Aim of the exercise:
Copy all the entries word for word, but omit the pictures.

Supplied data:
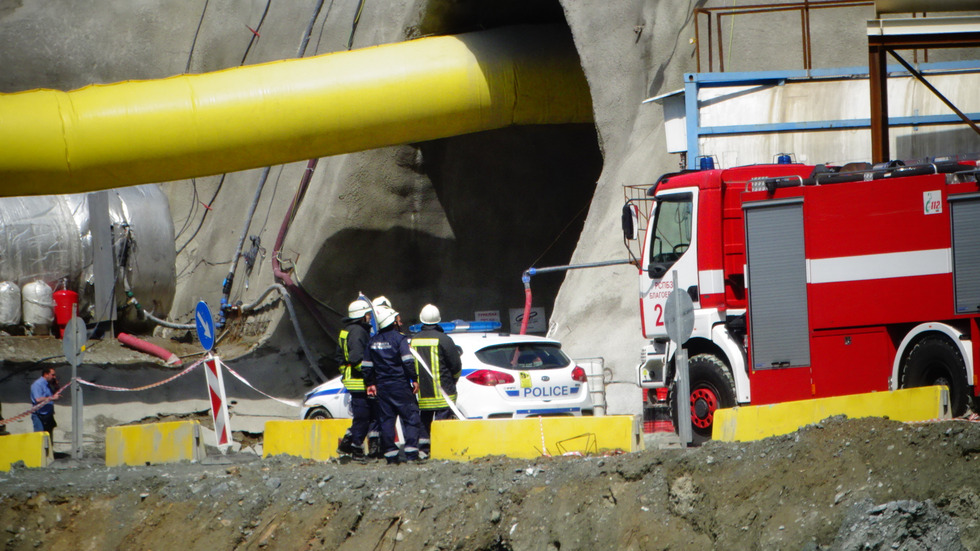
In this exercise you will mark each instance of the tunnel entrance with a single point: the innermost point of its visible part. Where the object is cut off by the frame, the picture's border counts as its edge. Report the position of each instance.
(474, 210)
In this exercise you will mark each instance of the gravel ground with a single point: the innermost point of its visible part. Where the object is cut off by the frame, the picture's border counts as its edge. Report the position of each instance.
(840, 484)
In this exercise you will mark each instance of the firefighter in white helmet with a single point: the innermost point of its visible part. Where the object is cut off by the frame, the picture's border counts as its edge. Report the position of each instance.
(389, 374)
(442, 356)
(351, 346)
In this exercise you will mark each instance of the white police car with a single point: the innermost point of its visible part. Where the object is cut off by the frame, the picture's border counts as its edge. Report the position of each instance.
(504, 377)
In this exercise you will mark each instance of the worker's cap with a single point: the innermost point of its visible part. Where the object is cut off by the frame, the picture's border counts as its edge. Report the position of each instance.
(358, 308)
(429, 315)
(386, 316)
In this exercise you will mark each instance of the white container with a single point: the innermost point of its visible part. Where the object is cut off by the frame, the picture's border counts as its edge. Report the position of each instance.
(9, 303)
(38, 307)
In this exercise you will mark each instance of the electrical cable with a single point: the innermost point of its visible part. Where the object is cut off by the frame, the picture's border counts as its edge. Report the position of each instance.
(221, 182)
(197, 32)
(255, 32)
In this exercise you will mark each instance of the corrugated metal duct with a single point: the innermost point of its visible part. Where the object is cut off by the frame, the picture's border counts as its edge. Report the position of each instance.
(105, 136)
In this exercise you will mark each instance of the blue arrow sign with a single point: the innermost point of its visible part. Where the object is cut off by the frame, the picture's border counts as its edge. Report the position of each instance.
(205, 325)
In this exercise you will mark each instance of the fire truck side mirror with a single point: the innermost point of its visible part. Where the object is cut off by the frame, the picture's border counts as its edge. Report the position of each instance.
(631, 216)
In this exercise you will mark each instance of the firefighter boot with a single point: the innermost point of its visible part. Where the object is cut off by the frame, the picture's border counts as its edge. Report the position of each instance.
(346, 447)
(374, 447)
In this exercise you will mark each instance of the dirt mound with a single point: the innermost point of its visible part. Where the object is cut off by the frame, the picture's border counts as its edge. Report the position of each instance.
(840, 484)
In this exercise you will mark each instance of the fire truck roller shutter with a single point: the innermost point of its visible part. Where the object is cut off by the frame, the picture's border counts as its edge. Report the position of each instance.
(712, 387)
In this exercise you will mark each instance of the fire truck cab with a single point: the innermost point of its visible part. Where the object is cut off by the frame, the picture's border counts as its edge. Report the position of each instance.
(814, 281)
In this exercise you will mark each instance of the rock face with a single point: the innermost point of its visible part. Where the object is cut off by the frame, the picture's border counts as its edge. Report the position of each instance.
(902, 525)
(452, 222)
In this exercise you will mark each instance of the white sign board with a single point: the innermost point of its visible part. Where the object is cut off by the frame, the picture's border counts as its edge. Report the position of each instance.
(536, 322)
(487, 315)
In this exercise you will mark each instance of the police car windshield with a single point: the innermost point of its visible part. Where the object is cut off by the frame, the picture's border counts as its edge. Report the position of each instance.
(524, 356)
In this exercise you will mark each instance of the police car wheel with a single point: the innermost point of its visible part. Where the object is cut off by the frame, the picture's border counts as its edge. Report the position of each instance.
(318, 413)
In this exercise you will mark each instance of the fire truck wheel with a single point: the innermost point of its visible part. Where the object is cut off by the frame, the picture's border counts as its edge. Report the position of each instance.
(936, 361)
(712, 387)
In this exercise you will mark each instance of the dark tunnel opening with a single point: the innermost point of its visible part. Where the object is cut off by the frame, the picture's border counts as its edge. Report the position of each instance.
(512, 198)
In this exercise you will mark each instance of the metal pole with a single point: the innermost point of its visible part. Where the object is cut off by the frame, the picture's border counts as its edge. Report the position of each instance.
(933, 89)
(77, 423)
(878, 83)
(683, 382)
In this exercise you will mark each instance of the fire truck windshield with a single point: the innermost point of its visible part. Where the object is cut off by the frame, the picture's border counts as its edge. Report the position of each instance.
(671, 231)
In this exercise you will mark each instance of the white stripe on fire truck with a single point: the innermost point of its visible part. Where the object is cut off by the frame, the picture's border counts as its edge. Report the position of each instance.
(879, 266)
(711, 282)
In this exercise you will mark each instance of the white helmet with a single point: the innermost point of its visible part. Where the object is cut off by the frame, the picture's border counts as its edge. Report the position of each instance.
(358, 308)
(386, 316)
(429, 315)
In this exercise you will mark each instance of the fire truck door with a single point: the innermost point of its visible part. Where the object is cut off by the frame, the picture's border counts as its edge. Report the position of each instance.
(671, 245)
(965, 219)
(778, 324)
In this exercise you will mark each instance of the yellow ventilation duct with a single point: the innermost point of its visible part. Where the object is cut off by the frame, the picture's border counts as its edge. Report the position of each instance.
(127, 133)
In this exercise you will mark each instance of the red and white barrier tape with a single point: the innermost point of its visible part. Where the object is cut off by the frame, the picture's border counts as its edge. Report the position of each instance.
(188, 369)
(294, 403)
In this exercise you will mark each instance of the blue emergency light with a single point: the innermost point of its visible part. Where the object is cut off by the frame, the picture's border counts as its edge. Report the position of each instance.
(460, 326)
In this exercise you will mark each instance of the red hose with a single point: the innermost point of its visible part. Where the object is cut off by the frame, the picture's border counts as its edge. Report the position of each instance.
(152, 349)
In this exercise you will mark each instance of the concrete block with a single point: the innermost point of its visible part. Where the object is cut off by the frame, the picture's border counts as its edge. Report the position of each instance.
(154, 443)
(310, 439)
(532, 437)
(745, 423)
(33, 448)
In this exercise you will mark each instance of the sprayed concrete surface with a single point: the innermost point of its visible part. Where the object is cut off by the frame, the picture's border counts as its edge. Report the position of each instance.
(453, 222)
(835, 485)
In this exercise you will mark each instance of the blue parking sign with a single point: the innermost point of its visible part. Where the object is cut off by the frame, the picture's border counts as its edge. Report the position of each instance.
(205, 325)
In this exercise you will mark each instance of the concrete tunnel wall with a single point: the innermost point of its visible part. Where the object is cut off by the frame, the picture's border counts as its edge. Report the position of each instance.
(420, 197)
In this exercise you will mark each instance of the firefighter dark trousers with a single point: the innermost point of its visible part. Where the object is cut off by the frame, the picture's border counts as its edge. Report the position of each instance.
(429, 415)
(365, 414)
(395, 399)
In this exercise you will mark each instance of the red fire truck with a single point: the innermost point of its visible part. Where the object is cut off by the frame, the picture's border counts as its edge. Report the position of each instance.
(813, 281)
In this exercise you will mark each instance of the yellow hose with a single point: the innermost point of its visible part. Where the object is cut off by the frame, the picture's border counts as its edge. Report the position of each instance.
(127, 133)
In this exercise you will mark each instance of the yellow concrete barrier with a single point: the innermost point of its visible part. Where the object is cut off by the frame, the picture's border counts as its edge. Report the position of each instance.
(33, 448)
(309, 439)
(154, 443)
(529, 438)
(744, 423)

Worked solution:
In this exercise you will mark each instance of the tunnel entrance with a single point: the innermost point of its visible part. Where the object is cut off by the frame, the picture's border counts as its edge. Report the position of each instance.
(474, 210)
In this exercise you will mark each instance of the gravel ground with a single point: the innermost point of its visible part. Where the object is cut off by the frame, the picture's border counts as its edge. Report the position of each instance.
(840, 484)
In this exercise you will mark each instance of the firefighter in white helmet with a single point: the innermost point of its visible part. Where the object is cut off by the frame, the picture's border counts as its edge. Report the position of each instance.
(389, 374)
(442, 356)
(351, 346)
In this exercise you will mark each instance of the white police car with a single point: the innermost point of its visible part. Where the object is cut off by the frame, the picture's border counts as its edge. Report the position of each instance.
(504, 377)
In this exercise you will mark each instance of the worker's cap with a single point: the innermost point of its visible part. Where the object is cut off by the frame, the picture's border counts as its edge. Report the position of each instance.
(358, 308)
(429, 315)
(386, 316)
In this exercise you will mark each instance of the white container with a single point: the innermost point of its visible part. Where the object is cut off by the frame, the picture's border counts as its edge. Report the position of each instance.
(9, 303)
(38, 307)
In this exercise you will mark each instance of the electrical cable with a single point: the innermost point of its visible part. Where the object is cut off by the frame, the picture's border counts as its edge. Report the position of each instance.
(221, 182)
(197, 32)
(255, 32)
In this exercise you will mark each instance of the corrugated metal duct with a single point: the innermost point of its visible part. Where the object is cut off by the frame, the picture's border counts as its edge. Report the position of each instance.
(105, 136)
In this exercise you will mark each instance of the blue arrow sign with a single point: the innermost point of its visible part. Where the object is cut off by the frame, the picture's border counts as its edge. Report the position of each instance.
(205, 325)
In this exercise you will mark each instance of the fire truck side mirror with a single point: the innermost point of its visible part. Where the object is cut off by the frame, the picture's border counts as its edge. Report the position of each instance.
(631, 216)
In this exercise you will mark each instance of the firefighter boot with a single point: the innermost point of its visible part. Where the object is cut off by the frame, the picture's border counts as its edge. Report the position of each instance.
(346, 447)
(374, 447)
In this exercise you will mark each instance of the dirt mound with a single point: the innermost point of its visible part. Where the object is cut off by the frame, the picture's border counts as its edge. Report the position of each instance.
(840, 484)
In this exercise you will mark each instance of the fire truck roller shutter with a single point: the innermost point of its visible part. Where the object is cut off by the frame, the picture's border counts as its edge. Report the position of each instance.
(712, 387)
In this exercise you will mark each instance of the fire truck cab with a single point: the innermost point of its visible part. Where the object is cut off by the frame, the picture's border counts as its edge. Report the position of each instance.
(814, 281)
In this exercise you will mark each instance of the rock face with a single point: the innermost point of its visible part. Where the object is cut off by the frame, the picture's border counts as its edge. Report the position of each instance.
(902, 525)
(452, 222)
In this exercise you will mark each instance of the white sign board with a single point: the innermost point of its visible part. Where the object is cut off by the frame, the picture's border counts as its edge. Report the position of each instance.
(536, 322)
(487, 315)
In this exercise you will mark each instance of the police car windshield with a single point: the innermost point of its visible part. Where the object is cut off by the frame, the picture's border counts as its edge. Report the position of each instance.
(524, 356)
In this exercise you will mark each instance of the police car wheel with a single point: the innermost point of its visible part. Where the object is cut off by the frame, the picture's border counts as its edge. Report the position of each instance.
(318, 413)
In this exercise you will mark each instance of the fire truck wheel with a single point: the innermost point of its visible part. Where the object is cut off by the frame, the picture's border counts as its edge. Report the position of each instance.
(936, 361)
(712, 387)
In this exercise you will mark each instance of the dark tunnel opening with a single point: the innermost point of its visible part. Where the object is cut off by the frame, the picture's border counts as its edge. Report the position of each instance.
(512, 198)
In this exercise you will mark each instance of the metal pole with a single point: the innermost point of its visible part. Where the object is cut off by the frame, the picture's border counts as its edge. Report the position of each instance.
(933, 89)
(77, 423)
(878, 83)
(683, 382)
In this exercise you will mark each instance of the fire truck windshield with a single point: the innermost point of its visible part. Where the object is cut off by the frame, the picture's border counts as its edge. Report the position of each instance.
(671, 231)
In this exercise you will mark each instance of the white stripe on fire truck with a single point: the innermost point of its visible part. Where the object is cut off by the frame, the picture's border counts as its edge. Report the position of each instance.
(879, 266)
(711, 282)
In this exercise you will mark each instance of the white helmet with a single point: the innermost point of its visible part. Where the object is cut off by the frame, the picture's border counts as its edge. Report the position of each instance.
(358, 308)
(386, 316)
(429, 315)
In this exercise you will mark each instance of the fire truck door with a single point: the innermost point of its visible part. Where the object is cut off by the frame, the picture's border counts as its edge. Report the position of each instance.
(671, 245)
(965, 219)
(778, 324)
In this exercise you will mark each instance of the yellow ventilation duct with a single point: the innermost point of its visible part. Where the object is cut off by the frame, the picture's border counts as its edge. Report the position of each instance.
(127, 133)
In this exercise you will mark each instance of the red and white barrier tape with a single point: the innermost point of its visible part. Where the object is cut off by the frame, the picture's border counts as its edge. Report the position of each instance.
(188, 369)
(294, 403)
In this exercise you will mark each instance of the blue emergency light with a single point: the innermost point of its visible part. Where the object is cut off by the frame, the picture's border counts as its edge. Report the position of each instance.
(460, 326)
In this exercise you will mark each instance of the red hose with a single point: the innermost point of its visible part. Where the object is cut off by the frame, the picture's border counts as its edge. Report the position of each instance.
(152, 349)
In this exercise you will mark each instance of the concrete block with a single point: the innermost point of its visible part. Where the object is cut off by the frame, the picture's border counts as its edge. Report the position of each instance.
(154, 443)
(310, 439)
(532, 437)
(745, 423)
(33, 448)
In this exercise you will mark each instance of the sprayed concrete surface with a single point: the innermost point of its visible part. Where the object is cut off by the frame, the picture's border counts as its edge. Report the position of each instance.
(453, 222)
(835, 485)
In this exercise you will mark each instance of the blue parking sign with a single point: the innermost point of its visible part. Where the object is cut off by the frame, the picture's border counts as its edge. Report the position of each instance.
(205, 325)
In this exercise you will mark each instance of the concrete tunnel wall with a single point: the innermost point of its visible part. Where the object is cut off by the frame, the picture's border counts as its edge. Report the position of each instance.
(420, 197)
In this exercise you will mark each instance of the firefighter dark trousers with a single point: the innermost point of its visible part. Where the object is cut off by the frame, the picture's border counts as its edge. Report the position of each instance.
(429, 415)
(365, 414)
(395, 399)
In this exercise you will mark each instance of the red fire truck with a single point: the innermost point of its visible part. Where the object is cut off by the frame, the picture's border counts as its edge. Report the position of each instance.
(813, 281)
In this exercise you will mark each instance of the yellow hose with a single point: the innermost point of its visible part. Where the object is cut off by the frame, the picture's border counts as its edge. Report the position of each instance.
(127, 133)
In this exercise you will mark each instance of the yellow concrete barrier with a single point: the innermost point of its visible part. Where the object is cut off by the frame, the picture's border counts as its edge. Report the position of each instance.
(33, 448)
(309, 439)
(154, 443)
(529, 438)
(744, 423)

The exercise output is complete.